Page text:
———

The Killeen Daily Herald reports that LTG Cone recently gave a briefing about “behavioral health care.”
The Army is behind Fort Hood’s effort to address behavioral health care issues and plans to institute it across the board, the post’s commander said Friday.
In response to incidents like the Nov. 5 shooting and an Army-wide increase in suicides, Fort Hood officials implemented the Behavioral Health Care Plan, a two-year process which is set to undergo periodic reviews and leverage the "whole of community" to accomplish tasks in several phases, Cone said. The goal is to make sure everyone who needs behavioral health care is reached and that its capabilities and capacities are right for Fort Hood’s soldiers, families and the civilian workforce.
Cone also talked about a Recovery and Resiliency Task Force, part of which includes a comprehensive approach to identify, diagnose and holistically treat those impacted by events like the Nov. 5 shooting at the post’s Soldier Readiness Processing Center where 13 were killed and more than 30 were wounded when a gunman opened fire.
During the briefing apparently the following was said about Major Hasan and his pending court-martial issues.
Cone also talked about the case status for the man arrested and charged with the Nov. 5 shooting, Maj. Nidal Malik Hasan. He explained that a case is examined in multiple levels of the military justice system and it would be inappropriate for him to comment until it reaches his level at the General Court-Martial Convening Authority. That likely won’t happen until after he deploys to Iraq with III Corps, and will then rest upon newly promoted Maj. Gen. William Grimsley, who will lead the corps in Cone’s stead.

———

Problems to solve:
1. In the report on the Fort Hood briefing, transcribe the stretch from "The Killeen Daily" through "commander said Friday.".
2. According to the report on the Fort Hood briefing, who will lead III Corps in Cone's stead?
3. Take the report on the Fort Hood briefing further, picking up after its final sentence.

Collected data entries:
———

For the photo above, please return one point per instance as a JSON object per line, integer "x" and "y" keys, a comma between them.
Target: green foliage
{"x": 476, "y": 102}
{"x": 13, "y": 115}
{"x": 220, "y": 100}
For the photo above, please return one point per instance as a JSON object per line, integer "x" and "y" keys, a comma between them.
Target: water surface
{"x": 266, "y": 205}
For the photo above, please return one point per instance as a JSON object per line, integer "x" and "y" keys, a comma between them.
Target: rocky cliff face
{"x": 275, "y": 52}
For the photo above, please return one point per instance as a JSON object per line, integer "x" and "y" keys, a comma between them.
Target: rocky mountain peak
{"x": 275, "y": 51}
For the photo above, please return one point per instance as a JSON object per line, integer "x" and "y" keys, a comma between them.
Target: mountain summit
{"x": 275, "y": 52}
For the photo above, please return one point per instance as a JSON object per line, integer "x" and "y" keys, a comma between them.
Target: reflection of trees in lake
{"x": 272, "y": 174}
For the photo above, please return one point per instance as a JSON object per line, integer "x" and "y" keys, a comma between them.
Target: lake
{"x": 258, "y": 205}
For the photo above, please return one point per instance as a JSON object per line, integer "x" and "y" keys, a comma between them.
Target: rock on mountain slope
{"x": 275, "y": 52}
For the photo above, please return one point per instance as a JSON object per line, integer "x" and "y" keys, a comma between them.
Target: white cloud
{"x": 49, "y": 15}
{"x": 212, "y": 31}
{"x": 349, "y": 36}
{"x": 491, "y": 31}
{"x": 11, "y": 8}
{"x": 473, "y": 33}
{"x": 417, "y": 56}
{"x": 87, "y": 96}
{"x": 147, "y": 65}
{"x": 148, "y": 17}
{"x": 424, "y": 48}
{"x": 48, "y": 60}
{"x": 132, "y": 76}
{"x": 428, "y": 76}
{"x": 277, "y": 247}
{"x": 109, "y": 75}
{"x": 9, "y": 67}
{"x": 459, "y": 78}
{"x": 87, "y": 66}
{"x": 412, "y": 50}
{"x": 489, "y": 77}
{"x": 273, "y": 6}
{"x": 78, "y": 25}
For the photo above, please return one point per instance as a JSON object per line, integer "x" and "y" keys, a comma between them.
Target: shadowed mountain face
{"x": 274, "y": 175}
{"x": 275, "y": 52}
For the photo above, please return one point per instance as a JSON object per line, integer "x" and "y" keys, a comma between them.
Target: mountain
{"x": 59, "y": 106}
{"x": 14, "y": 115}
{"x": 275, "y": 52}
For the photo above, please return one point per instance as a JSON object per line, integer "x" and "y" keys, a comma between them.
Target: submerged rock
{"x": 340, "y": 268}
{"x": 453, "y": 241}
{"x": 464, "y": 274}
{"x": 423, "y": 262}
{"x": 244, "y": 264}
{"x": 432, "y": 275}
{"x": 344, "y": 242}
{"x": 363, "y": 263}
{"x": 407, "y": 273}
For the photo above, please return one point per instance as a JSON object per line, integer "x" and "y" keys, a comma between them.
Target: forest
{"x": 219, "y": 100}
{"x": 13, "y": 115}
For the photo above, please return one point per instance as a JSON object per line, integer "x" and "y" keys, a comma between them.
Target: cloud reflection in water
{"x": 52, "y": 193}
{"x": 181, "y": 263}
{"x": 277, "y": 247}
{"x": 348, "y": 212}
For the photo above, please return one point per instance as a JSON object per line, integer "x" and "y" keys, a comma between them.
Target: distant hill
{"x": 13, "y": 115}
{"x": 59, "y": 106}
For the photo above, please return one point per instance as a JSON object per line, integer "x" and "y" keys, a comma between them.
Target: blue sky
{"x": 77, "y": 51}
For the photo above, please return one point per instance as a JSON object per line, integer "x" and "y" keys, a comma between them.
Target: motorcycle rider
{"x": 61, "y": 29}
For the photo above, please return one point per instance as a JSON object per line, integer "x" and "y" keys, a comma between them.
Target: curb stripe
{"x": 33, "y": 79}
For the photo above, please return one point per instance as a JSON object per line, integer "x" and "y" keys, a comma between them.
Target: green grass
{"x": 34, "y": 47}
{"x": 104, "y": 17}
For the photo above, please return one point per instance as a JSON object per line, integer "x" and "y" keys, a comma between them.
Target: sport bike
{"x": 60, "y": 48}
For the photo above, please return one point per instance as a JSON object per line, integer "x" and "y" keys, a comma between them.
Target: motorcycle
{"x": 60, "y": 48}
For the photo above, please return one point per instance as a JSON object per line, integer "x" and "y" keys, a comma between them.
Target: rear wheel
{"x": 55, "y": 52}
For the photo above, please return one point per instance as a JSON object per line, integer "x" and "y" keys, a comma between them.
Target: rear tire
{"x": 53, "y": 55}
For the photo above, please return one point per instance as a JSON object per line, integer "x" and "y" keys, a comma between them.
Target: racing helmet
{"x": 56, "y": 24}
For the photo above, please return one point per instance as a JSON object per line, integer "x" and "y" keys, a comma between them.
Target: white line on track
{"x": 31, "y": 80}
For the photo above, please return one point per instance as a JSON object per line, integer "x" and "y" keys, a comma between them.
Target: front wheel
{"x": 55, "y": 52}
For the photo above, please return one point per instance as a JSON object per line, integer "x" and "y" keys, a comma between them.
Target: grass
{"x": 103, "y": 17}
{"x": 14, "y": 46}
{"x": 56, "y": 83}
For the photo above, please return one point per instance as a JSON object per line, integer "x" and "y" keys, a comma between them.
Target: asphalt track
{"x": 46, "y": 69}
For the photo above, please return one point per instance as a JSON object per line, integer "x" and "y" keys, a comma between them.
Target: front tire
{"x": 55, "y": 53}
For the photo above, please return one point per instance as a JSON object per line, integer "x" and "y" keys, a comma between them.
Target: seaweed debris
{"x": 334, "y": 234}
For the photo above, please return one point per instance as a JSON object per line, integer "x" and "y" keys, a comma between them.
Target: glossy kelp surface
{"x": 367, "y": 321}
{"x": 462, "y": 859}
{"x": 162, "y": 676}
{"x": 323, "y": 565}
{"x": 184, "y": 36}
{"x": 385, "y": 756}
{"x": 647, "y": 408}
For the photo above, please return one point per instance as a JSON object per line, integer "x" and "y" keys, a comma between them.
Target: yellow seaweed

———

Written answers:
1.
The Killeen Daily Herald reports that LTG Cone recently gave a briefing about “behavioral health care.”
The Army is behind Fort Hood’s effort to address behavioral health care issues and plans to institute it across the board, the post’s commander said Friday.

2. Newly promoted Maj. Gen. William Grimsley will lead the corps in Cone's stead.

3.
The case is at the Special Court-Martial Convening Authority level, Cone said, and Col. Morgan Lamb has directed that a sanity board be conducted on Hasan to determine whether he is mentally competent to stand trial.
Not sure if this is a misquote. Normally the R.C.M. 706 sanity board deals with both sanity at the time of the alleged offenses as well as competence for trial.
Fort Sam Houston officials Wednesday named the three medical professionals who will conduct the evaluation, according to a Thursday Herald report. Hasan’s attorney, the Belton-based John P. Galligan, said the board intends to review documents until Feb. 7 and then evaluate his client by the end of February.
Cone did say that all but one injured in the shooting were released from hospitals. That man sustained a wound to the head, Cone said, and has lost the use of one arm. He is hospitalized in Austin.